[Your objective]: From the line with "carved stone frieze" through the final line, please write out the listing exactly, including both of those lines.

[Recorded data]:
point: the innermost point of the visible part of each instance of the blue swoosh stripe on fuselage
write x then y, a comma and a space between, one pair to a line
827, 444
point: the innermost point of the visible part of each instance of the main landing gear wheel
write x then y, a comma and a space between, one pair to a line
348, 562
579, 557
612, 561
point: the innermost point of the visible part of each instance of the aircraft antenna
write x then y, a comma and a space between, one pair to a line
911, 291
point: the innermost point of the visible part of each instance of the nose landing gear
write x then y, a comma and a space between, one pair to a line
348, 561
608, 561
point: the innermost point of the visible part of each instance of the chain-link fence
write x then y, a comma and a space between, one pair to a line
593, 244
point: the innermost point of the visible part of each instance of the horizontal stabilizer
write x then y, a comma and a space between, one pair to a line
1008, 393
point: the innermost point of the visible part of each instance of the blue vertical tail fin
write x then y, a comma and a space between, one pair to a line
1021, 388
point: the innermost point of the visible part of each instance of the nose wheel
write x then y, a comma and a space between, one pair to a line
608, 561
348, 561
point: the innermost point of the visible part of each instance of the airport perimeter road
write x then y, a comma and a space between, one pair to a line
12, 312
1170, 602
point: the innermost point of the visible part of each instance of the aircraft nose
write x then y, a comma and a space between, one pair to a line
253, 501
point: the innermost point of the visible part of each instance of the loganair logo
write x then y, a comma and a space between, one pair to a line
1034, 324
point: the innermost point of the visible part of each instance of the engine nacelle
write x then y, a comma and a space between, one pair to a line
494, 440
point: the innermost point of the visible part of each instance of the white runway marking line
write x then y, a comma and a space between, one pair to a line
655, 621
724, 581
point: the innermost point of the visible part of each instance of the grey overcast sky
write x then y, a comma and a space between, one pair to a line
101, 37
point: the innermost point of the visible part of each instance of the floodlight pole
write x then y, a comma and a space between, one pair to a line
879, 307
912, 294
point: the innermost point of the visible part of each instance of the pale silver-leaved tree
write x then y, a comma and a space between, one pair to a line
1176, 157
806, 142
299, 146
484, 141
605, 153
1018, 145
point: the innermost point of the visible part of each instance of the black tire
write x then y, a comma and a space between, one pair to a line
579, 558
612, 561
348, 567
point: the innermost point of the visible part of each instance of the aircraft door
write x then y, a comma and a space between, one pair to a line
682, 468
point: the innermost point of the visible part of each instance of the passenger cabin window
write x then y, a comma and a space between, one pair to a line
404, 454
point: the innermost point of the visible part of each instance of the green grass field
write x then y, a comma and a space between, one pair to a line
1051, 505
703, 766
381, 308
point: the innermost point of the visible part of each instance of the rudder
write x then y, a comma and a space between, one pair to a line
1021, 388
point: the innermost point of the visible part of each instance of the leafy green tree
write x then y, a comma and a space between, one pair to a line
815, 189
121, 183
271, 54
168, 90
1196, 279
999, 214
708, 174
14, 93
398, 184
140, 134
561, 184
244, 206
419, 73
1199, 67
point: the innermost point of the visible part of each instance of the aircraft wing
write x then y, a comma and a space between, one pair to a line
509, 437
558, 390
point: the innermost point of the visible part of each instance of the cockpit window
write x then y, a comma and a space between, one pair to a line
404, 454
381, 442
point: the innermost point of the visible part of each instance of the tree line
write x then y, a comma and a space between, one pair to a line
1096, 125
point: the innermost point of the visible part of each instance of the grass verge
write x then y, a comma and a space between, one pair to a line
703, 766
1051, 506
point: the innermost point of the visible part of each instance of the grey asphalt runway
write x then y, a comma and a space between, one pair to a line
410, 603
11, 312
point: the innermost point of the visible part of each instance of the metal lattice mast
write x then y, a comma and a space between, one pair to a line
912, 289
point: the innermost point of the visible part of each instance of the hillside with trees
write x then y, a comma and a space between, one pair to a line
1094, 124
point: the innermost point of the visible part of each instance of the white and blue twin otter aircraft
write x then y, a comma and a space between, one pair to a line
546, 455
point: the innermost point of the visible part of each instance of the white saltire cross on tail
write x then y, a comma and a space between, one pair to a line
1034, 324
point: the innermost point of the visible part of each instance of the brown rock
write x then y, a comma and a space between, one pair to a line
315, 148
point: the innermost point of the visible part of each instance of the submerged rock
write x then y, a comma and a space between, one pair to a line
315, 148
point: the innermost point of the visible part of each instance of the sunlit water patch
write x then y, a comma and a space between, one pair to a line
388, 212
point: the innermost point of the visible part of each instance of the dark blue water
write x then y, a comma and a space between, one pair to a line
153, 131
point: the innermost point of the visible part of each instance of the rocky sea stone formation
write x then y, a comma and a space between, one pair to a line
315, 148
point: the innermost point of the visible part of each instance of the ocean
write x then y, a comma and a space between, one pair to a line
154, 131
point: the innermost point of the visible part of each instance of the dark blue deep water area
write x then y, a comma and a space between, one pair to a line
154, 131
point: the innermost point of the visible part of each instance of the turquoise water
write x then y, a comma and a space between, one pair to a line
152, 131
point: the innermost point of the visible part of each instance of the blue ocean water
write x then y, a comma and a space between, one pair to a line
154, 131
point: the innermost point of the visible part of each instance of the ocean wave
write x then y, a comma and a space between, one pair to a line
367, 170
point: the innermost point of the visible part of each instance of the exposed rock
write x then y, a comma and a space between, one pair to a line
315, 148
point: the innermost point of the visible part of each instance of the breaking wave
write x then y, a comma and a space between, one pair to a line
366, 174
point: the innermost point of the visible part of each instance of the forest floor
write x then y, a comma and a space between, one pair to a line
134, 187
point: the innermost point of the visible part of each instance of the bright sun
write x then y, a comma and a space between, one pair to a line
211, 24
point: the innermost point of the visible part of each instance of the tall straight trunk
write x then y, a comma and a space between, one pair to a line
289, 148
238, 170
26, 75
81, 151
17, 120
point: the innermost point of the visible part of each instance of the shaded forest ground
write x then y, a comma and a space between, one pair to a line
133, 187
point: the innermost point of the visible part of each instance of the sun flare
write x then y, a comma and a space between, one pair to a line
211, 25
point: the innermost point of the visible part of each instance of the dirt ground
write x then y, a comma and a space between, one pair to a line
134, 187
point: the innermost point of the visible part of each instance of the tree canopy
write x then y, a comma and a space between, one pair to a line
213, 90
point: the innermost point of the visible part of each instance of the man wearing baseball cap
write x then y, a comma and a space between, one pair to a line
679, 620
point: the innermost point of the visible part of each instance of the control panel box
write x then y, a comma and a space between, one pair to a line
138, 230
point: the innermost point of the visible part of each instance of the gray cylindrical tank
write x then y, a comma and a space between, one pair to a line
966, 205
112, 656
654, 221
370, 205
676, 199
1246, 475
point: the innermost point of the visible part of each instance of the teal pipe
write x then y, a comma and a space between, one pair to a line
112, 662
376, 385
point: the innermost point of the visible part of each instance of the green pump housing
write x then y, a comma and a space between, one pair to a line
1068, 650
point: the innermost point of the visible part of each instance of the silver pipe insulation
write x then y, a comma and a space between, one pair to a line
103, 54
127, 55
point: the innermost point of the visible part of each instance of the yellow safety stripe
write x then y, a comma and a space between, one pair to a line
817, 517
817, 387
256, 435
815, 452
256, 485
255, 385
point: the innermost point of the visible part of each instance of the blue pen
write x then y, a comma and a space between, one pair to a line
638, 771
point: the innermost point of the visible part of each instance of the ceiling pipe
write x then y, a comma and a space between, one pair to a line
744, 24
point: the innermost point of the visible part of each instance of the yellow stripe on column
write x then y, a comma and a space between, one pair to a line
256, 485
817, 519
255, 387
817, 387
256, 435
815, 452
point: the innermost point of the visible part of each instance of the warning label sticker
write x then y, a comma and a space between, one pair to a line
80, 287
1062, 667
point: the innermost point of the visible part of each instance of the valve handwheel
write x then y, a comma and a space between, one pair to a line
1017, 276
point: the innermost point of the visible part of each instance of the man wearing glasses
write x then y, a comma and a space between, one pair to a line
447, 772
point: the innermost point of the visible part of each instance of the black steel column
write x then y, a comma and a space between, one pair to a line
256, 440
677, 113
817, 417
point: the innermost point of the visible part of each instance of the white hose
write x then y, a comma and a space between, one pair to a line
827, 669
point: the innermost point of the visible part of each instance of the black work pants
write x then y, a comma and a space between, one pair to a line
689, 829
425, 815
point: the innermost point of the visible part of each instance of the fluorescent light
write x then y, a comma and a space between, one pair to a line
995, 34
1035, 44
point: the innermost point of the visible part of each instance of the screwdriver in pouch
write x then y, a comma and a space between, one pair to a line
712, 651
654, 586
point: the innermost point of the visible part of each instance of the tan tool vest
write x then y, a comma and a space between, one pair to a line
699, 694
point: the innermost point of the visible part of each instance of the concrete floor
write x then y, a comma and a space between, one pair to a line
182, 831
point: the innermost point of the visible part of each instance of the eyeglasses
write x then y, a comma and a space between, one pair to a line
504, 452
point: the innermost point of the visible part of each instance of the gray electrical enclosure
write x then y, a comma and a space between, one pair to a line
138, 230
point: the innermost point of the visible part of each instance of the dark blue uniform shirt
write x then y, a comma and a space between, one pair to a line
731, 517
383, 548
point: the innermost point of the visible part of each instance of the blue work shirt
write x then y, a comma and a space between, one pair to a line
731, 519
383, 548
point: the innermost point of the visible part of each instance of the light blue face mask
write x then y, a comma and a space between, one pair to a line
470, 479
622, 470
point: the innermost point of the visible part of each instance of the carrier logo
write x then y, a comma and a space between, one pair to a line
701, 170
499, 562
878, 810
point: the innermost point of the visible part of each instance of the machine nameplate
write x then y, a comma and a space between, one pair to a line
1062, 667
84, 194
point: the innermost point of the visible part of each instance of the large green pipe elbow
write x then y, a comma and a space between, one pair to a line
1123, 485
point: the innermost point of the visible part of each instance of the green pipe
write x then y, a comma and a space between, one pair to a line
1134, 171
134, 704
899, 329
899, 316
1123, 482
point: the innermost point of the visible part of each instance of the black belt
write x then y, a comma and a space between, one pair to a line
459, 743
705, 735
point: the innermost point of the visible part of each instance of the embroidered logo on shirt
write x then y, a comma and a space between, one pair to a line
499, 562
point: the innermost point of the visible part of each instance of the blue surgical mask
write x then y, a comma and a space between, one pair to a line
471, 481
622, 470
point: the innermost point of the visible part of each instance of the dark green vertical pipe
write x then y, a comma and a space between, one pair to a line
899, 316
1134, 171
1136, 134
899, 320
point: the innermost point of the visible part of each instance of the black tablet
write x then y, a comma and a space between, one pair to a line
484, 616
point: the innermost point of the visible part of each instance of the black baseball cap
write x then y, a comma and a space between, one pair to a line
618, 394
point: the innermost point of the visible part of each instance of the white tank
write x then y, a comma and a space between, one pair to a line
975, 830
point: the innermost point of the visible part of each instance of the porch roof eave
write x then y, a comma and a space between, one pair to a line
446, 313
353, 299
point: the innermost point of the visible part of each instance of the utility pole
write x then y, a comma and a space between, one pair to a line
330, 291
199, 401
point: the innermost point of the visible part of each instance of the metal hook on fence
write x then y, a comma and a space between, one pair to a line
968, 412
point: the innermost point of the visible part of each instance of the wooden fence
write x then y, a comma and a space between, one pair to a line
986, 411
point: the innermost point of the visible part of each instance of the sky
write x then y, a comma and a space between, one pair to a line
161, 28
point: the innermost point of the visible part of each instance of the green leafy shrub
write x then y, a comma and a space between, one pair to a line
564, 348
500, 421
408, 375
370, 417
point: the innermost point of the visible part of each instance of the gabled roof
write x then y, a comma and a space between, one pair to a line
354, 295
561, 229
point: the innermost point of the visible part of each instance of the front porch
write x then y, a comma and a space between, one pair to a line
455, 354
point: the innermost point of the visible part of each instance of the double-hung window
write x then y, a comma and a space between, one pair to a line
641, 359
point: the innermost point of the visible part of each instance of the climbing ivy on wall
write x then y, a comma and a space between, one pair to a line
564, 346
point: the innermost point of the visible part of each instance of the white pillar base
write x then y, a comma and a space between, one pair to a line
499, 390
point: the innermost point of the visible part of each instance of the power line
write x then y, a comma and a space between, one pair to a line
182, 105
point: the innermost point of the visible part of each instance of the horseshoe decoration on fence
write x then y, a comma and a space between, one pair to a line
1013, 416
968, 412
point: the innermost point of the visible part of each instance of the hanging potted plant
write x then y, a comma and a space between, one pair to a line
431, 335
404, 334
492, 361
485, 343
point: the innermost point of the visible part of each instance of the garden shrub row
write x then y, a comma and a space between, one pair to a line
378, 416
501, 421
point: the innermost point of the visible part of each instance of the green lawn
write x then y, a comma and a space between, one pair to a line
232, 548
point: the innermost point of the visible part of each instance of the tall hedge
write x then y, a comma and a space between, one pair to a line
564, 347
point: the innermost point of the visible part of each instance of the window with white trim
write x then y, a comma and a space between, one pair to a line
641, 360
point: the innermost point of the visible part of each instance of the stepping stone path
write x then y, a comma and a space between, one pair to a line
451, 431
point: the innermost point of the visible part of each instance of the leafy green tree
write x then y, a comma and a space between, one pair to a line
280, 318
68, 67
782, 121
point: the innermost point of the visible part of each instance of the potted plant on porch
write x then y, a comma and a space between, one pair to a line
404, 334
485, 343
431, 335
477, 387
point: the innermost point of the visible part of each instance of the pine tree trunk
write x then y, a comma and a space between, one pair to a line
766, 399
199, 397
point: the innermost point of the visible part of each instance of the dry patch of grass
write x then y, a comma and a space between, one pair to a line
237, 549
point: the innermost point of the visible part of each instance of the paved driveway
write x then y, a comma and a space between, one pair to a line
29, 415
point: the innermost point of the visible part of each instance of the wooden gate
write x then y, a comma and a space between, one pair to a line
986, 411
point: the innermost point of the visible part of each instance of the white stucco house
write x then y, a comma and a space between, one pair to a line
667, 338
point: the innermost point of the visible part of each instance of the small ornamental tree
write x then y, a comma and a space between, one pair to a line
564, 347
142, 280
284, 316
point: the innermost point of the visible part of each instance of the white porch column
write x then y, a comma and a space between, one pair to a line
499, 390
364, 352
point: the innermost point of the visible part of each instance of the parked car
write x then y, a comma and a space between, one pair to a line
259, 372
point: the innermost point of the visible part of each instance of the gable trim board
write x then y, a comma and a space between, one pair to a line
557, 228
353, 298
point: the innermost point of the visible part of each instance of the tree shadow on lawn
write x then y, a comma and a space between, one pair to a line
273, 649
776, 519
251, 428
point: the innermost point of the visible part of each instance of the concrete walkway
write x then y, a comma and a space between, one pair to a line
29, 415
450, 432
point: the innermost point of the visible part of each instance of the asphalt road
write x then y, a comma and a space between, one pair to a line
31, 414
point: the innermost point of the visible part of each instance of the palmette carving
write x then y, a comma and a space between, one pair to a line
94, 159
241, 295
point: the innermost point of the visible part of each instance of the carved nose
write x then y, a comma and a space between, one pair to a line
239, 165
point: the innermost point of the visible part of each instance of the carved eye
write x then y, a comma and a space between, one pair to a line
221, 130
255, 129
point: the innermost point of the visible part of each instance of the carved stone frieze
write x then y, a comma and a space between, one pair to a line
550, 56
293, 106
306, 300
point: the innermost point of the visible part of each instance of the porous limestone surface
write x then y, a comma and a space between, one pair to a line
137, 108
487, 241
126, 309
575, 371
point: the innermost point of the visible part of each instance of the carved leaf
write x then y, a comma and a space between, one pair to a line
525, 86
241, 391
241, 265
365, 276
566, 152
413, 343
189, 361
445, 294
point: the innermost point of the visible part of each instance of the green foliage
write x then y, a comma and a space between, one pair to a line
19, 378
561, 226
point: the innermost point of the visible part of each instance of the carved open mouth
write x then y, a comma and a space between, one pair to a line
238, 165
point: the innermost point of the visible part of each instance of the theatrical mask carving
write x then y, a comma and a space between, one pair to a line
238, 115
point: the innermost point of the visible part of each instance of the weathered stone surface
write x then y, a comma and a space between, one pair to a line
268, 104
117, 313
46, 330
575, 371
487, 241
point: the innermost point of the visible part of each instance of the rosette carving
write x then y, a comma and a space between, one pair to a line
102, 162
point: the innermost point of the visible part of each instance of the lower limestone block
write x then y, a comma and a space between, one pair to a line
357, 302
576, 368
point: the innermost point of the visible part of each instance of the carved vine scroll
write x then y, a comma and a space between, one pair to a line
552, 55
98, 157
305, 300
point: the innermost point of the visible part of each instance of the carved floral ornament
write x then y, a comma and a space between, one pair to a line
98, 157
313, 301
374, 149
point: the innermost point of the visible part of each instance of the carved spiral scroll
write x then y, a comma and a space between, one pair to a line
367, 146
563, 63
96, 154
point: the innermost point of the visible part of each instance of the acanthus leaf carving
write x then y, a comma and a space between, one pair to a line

[Response for this exercise]:
point: the innermost point of the visible part of each instance of the carved stone frieze
write x then y, a comma and a space between, one pair to a line
550, 56
293, 106
306, 300
point: the innermost point of the visible part of each instance of the porous limestone surface
write x then y, a comma and a space between, one pair to a line
137, 108
487, 241
126, 309
575, 371
point: the innermost point of the visible part of each instance of the carved leaf
write x then y, a comma and a space between, one pair to a line
525, 86
241, 391
241, 265
365, 276
566, 152
413, 343
189, 361
445, 294
point: the innermost point of the visible part of each instance of the green foliage
write x then y, a comma and a space between, one pair to a line
19, 378
561, 226
point: the innermost point of the visible part of each instance of the carved open mouth
write x then y, a comma and a space between, one pair to a line
238, 165
point: the innermost point of the visible part of each instance of the theatrical mask carving
write x then y, a comma and a space between, one pair to a line
238, 115
point: the innermost point of the visible part of each instance of the weathered stone surface
write x then y, a comma and a space between, one pair to a line
268, 104
117, 313
46, 330
575, 371
487, 241
point: the innermost point of the visible part of each instance of the rosette carving
write x then y, a comma and a space between, one pair to a line
102, 162
point: the innermost point of the visible part of each instance of the lower limestone block
write x then y, a comma and a space between, one pair to a line
357, 302
576, 368
point: the innermost point of the visible part of each instance of the carved vine scroll
write x then y, a comma and a space between, one pair to a line
552, 55
98, 157
305, 300
point: the innermost point of the visible part of each instance of the carved floral ornament
write x then y, a comma and a space between, one pair to a line
98, 157
313, 301
374, 149
point: the innermost point of the visible part of each instance of the carved spiral scroll
write x then y, a comma and a space between, one pair to a line
367, 146
563, 63
96, 154
point: the innermost point of the visible part of each instance of the acanthus leaf carving
write x then y, a comma and a space between, one pair to a line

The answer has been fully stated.